> **Required work**: Copy out the lines of the records below, and only those lines, from the one with "x=537, y=506" through the one with "x=356, y=276", exactly as they appear.

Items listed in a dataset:
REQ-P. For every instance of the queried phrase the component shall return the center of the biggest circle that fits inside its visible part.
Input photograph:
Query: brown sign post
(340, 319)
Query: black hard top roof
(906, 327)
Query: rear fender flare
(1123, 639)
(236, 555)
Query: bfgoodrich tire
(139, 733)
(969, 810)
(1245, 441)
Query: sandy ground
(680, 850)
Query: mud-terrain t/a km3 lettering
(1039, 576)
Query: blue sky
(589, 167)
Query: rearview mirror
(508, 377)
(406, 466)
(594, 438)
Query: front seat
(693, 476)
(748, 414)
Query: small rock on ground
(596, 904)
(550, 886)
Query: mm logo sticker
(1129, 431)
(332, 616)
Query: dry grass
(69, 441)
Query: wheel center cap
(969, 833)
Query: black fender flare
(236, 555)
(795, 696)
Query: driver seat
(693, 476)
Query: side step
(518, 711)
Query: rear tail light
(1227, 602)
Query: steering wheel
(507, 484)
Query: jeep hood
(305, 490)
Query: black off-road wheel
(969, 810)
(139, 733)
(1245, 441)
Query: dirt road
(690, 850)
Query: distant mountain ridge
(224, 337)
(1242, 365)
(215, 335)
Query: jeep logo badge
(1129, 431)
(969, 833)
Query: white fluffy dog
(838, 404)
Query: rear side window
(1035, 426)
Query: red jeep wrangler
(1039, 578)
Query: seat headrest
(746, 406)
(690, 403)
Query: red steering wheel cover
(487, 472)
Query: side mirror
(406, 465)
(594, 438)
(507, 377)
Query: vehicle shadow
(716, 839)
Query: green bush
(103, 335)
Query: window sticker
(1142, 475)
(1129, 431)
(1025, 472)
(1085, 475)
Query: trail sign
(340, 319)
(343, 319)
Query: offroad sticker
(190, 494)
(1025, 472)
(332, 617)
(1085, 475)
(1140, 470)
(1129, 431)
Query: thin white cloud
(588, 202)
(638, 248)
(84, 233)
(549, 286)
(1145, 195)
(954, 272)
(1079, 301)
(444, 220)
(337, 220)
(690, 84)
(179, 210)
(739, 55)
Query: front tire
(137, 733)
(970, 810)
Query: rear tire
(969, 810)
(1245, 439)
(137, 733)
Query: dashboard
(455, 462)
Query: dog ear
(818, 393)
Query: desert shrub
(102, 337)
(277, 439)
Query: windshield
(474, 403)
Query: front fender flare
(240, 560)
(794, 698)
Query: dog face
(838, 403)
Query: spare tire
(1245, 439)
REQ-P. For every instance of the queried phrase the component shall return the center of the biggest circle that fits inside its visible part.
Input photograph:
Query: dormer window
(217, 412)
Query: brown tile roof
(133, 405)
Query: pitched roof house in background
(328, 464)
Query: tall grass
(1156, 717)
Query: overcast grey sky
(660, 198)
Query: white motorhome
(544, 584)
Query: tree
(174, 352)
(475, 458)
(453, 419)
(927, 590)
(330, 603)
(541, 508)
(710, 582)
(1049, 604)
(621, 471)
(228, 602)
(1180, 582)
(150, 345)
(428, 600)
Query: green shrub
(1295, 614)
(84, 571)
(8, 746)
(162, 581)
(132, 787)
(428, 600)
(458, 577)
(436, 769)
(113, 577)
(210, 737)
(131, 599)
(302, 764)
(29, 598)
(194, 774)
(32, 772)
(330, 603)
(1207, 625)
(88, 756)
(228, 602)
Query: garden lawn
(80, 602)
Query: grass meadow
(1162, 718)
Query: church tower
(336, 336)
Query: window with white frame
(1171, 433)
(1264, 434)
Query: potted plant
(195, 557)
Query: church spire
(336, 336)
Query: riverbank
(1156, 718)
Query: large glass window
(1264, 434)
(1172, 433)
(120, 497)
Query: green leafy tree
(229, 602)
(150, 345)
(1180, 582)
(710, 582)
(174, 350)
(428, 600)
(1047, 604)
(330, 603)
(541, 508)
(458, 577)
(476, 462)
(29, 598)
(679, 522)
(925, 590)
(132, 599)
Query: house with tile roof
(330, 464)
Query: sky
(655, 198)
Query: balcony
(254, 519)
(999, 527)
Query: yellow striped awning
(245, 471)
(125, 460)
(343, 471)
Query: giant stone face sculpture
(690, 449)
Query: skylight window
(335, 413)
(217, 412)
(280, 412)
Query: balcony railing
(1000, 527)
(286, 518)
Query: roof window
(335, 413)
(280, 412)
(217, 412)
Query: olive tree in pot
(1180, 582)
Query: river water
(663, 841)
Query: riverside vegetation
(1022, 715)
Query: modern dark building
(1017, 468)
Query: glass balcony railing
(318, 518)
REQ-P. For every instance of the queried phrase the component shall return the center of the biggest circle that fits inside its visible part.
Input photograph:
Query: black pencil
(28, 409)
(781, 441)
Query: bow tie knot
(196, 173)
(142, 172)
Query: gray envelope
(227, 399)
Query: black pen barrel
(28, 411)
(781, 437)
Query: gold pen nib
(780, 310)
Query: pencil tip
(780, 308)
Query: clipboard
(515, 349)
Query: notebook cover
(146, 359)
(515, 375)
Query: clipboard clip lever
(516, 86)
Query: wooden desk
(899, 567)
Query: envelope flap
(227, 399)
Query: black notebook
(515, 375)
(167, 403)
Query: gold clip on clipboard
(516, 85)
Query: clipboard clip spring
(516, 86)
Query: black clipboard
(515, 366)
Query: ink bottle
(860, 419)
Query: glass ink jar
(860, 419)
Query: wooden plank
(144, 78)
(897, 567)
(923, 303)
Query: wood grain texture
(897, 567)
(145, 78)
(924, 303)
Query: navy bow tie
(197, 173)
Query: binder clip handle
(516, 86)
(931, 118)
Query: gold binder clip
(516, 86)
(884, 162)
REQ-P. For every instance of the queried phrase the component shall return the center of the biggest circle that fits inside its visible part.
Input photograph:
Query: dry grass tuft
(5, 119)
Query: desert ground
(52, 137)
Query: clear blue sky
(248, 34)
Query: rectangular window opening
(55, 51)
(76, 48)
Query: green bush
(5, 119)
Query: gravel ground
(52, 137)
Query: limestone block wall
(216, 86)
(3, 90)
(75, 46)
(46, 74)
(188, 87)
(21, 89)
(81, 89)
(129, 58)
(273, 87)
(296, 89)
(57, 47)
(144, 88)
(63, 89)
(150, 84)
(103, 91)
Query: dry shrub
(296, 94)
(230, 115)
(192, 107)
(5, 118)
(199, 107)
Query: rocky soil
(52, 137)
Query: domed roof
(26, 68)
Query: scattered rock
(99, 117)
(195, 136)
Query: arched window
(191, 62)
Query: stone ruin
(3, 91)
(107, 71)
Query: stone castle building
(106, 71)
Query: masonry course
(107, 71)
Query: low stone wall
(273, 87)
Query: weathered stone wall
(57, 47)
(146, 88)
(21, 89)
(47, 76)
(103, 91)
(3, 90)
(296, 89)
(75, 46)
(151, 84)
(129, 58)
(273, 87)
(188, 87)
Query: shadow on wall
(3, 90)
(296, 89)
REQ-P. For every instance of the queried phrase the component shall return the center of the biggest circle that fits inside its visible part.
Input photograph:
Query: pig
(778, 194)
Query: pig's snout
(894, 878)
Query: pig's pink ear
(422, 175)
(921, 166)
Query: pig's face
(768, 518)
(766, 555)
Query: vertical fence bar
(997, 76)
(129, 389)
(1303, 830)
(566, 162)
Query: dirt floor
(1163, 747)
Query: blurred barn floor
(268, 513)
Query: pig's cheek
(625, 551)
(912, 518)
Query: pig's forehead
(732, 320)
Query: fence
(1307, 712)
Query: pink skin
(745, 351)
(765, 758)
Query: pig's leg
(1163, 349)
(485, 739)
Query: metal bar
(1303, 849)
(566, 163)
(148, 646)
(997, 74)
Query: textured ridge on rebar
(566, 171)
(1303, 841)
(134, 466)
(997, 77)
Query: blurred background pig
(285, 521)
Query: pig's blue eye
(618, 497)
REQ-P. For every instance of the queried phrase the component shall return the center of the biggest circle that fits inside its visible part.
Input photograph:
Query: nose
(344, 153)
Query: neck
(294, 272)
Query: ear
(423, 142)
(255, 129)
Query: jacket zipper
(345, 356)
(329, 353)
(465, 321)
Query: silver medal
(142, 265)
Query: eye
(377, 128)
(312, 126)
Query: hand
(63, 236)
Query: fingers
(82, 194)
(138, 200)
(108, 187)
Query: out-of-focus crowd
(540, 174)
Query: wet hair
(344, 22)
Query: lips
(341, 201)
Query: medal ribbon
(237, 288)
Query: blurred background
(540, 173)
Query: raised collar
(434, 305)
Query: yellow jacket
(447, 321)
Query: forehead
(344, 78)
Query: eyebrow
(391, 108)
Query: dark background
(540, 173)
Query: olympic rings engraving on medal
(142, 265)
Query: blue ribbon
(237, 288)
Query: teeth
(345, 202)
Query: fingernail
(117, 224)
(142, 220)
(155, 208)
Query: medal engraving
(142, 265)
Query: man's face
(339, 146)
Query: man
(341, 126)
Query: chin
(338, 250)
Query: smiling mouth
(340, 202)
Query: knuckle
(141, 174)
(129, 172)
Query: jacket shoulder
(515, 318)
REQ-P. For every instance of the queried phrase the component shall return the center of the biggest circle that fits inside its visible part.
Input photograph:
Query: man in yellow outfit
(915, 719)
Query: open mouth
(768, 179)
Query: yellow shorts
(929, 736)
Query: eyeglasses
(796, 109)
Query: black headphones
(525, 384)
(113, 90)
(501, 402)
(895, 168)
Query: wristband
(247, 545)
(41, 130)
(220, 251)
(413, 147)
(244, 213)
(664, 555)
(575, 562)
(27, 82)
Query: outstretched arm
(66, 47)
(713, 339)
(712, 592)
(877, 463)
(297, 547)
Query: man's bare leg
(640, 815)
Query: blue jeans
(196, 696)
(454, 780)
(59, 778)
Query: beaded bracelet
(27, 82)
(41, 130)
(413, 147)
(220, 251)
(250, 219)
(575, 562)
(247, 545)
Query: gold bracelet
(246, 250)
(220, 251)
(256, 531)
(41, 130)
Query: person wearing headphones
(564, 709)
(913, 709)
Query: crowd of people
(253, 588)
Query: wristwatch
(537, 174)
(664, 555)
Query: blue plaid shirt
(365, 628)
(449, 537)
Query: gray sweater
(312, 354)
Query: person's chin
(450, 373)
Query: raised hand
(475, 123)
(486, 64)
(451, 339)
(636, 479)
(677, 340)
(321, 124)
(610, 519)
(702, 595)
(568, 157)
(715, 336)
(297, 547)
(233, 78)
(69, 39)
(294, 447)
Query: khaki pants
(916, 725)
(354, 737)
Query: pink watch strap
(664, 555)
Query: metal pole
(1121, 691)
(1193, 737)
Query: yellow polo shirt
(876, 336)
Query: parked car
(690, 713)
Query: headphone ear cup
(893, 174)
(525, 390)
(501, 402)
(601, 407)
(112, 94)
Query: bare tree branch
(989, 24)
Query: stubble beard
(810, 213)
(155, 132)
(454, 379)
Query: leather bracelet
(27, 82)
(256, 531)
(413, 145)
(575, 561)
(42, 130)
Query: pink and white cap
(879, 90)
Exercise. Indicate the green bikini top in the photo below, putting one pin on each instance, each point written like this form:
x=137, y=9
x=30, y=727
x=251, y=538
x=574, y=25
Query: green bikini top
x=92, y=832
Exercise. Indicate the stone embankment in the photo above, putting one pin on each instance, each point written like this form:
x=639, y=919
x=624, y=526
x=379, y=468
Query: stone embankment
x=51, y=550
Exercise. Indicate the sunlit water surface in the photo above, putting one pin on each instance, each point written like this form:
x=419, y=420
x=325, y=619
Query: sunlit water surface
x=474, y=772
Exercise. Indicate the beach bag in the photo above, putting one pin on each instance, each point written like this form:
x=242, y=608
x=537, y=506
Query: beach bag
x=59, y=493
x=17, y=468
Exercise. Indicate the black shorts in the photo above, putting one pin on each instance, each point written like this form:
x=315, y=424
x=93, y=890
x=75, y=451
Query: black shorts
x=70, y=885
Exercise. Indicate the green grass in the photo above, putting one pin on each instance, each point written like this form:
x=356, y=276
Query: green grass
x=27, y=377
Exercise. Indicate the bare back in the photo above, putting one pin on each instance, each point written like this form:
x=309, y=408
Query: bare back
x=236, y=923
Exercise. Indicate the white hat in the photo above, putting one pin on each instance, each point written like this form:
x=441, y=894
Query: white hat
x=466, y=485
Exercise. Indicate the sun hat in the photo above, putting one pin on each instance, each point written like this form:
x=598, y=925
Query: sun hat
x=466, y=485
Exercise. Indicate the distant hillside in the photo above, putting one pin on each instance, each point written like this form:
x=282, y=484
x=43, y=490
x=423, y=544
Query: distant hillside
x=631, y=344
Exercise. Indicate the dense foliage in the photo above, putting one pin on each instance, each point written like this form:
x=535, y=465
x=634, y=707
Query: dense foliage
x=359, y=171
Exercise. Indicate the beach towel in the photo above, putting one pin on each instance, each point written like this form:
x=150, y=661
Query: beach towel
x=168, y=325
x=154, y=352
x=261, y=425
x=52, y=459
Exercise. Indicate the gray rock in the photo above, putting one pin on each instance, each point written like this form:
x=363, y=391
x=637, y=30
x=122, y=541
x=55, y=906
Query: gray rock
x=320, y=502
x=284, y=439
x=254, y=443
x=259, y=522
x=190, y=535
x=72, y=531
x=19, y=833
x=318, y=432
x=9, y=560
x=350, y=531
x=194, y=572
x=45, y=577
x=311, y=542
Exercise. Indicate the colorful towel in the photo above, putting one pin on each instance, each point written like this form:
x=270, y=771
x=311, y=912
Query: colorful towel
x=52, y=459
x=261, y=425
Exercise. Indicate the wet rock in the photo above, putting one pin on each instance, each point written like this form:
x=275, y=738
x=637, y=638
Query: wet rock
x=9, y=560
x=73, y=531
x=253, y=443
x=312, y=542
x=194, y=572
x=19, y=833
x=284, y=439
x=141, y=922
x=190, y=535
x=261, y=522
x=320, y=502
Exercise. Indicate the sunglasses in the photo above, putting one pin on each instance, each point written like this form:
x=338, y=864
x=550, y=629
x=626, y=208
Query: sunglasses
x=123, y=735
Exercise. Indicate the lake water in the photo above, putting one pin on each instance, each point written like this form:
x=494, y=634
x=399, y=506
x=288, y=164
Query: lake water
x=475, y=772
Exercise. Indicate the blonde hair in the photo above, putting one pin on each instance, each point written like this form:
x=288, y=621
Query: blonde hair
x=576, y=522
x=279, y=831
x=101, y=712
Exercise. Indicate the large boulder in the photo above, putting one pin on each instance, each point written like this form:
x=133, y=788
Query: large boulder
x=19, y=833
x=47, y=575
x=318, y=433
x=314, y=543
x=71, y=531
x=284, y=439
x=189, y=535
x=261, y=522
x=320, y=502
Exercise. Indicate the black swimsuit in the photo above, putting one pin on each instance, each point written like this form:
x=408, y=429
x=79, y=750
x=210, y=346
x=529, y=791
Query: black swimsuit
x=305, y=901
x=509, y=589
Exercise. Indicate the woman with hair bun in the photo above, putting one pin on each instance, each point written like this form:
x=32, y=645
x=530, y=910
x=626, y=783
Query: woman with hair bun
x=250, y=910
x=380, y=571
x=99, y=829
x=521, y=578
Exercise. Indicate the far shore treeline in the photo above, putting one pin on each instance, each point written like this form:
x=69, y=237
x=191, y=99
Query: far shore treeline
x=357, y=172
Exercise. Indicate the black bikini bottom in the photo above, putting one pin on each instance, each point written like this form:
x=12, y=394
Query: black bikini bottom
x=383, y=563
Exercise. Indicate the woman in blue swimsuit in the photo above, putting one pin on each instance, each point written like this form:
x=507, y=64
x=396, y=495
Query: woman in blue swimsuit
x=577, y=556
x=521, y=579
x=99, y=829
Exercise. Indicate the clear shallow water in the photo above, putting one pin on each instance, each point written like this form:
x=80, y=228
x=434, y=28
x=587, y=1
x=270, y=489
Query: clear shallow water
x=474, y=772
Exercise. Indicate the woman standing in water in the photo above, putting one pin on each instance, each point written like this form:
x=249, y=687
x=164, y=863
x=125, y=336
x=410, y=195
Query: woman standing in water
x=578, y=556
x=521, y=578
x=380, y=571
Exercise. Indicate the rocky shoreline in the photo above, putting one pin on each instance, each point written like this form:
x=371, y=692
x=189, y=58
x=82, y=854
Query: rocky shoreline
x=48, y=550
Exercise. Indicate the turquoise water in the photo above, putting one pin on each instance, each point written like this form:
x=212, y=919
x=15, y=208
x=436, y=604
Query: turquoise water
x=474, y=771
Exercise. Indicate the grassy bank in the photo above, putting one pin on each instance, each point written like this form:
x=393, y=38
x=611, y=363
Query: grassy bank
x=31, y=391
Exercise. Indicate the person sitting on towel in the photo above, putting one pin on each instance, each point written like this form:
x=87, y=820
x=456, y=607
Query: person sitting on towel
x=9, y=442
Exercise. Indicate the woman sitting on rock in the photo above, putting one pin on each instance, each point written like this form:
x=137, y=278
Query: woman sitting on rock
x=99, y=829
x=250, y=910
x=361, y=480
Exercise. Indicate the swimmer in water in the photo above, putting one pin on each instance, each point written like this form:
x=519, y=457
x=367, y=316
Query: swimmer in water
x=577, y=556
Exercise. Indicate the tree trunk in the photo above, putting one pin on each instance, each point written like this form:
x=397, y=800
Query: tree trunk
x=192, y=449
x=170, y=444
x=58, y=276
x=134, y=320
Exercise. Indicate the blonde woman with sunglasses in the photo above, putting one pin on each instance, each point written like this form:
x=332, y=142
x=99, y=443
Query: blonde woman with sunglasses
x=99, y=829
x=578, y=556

> **Task response**:
x=537, y=506
Query: beach bag
x=59, y=493
x=17, y=468
Exercise. Indicate the black shorts in the photo above, putting one pin on each instance, each point written like this form:
x=315, y=424
x=93, y=890
x=75, y=451
Query: black shorts
x=70, y=885
Exercise. Indicate the green grass in the photo above, putting one pin on each instance, each point written like this form:
x=356, y=276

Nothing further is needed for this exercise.